↓
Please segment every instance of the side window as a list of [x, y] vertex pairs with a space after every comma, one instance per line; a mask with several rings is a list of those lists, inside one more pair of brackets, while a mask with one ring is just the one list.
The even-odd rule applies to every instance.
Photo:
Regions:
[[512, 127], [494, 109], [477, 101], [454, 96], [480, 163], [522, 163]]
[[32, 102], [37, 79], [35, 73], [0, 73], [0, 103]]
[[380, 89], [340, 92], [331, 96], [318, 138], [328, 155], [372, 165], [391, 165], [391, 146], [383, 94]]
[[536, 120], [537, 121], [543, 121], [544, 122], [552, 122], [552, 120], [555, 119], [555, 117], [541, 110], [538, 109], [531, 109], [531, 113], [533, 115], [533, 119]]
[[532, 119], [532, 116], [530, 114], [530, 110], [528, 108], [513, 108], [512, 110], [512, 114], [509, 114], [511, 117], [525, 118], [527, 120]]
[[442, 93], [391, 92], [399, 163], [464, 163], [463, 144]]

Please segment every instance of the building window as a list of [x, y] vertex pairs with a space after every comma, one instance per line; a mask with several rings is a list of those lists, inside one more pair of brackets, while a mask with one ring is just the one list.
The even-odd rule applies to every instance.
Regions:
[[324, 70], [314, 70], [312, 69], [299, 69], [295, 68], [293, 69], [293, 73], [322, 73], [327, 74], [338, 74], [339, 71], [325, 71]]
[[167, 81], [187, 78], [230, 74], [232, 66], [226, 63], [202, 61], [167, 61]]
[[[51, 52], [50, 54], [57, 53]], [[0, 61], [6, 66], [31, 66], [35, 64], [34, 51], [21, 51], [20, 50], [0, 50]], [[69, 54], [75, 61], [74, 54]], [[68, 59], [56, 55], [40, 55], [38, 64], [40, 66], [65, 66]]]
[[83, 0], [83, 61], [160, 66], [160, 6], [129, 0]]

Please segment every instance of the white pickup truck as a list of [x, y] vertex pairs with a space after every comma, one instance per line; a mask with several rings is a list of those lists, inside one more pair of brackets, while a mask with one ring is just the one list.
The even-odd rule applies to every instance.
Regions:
↑
### Work instructions
Reproduce all of the data above word for word.

### Solved exercise
Please segment every instance of the side window as a list of [x, y] vertex pairs with a space after every comma, one instance per line; a mask with several rings is a list of those lists, inside one more pair of brackets, while a mask with one ring is just the one list.
The even-odd rule applies to every instance.
Photo:
Regions:
[[512, 127], [494, 109], [477, 101], [454, 96], [480, 163], [522, 163]]
[[32, 102], [37, 79], [35, 73], [0, 73], [0, 103]]
[[380, 89], [340, 92], [331, 96], [318, 138], [328, 155], [372, 165], [391, 165], [391, 146], [383, 94]]
[[536, 120], [537, 121], [543, 121], [544, 122], [552, 122], [552, 120], [555, 119], [555, 117], [541, 110], [538, 109], [531, 109], [531, 113], [533, 115], [533, 119]]
[[532, 119], [532, 116], [530, 114], [530, 110], [528, 108], [513, 108], [512, 110], [512, 114], [509, 114], [511, 117], [525, 118], [527, 120]]
[[442, 93], [391, 92], [399, 163], [464, 163], [463, 144]]

Please segment every instance of the building window as a list of [x, y] vertex pairs with a space after every comma, one instance per line; a mask with several rings is a list of those lists, inside one more pair of brackets, while a mask with one ring is just the one list.
The even-odd rule applies to every instance.
Regions:
[[324, 70], [314, 70], [312, 69], [299, 69], [295, 68], [293, 69], [293, 73], [322, 73], [327, 74], [338, 74], [339, 71], [325, 71]]
[[167, 81], [187, 78], [230, 74], [232, 66], [226, 63], [202, 61], [167, 61]]
[[[51, 52], [50, 54], [57, 53]], [[0, 61], [6, 66], [31, 66], [35, 64], [34, 51], [21, 51], [20, 50], [0, 50]], [[69, 54], [75, 61], [74, 54]], [[68, 59], [56, 55], [40, 55], [38, 64], [40, 66], [65, 66]]]
[[83, 0], [83, 61], [160, 66], [160, 6], [129, 0]]

Please segment every instance of the white pickup truck as a list of [x, y] vertex pairs with a space after every comma, one instance per line; a mask with several rings is a list of those lists, inside one more pair of brackets, while a mask with one ring is just the one list.
The even-odd rule applies to every instance.
Regions:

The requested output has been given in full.